**WORK TASK:** Every entry is to be set down a second time, precisely as written.

[Extracted data entries]
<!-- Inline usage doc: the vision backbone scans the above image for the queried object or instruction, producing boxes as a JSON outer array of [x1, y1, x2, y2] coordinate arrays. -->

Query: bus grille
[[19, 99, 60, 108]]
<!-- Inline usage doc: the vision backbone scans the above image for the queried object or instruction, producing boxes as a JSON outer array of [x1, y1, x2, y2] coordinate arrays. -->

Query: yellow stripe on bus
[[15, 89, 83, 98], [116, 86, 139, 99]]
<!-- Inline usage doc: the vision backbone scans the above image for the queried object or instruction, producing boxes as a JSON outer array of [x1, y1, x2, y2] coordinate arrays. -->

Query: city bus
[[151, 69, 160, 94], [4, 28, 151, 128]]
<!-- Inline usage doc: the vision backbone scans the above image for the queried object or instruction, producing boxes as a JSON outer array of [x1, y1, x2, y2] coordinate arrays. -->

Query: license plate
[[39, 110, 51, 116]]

**RESULT OF THIS TASK:**
<!-- Inline usage doc: the vision backbone scans the above image for the queried object or instruction, producing boxes as a JSON outer array of [x1, y1, x2, y2] coordinate arrays. -->

Query: bus grille
[[19, 99, 60, 108]]
<!-- Inline usage doc: the vision backbone scans the above image for the queried object or instruction, producing boxes as a JSON outer array of [x1, y1, x2, y2] coordinate arrays. -->

Query: yellow stripe on bus
[[15, 89, 83, 98], [116, 86, 139, 99]]
<!-- Inline usage doc: the vision backbone scans the above image for the queried object or instruction, producing boxes as a JSON outer array of [x1, y1, x2, y2] coordinate arrays. -->

Query: city bus
[[151, 69, 160, 94], [4, 28, 151, 128]]
<!-- Inline usage doc: the vision backbone scans the above image for the queried object or instruction, producing boxes as a JSON outer array of [x1, y1, x2, y2] coordinate arrays. -->

Query: license plate
[[39, 110, 51, 116]]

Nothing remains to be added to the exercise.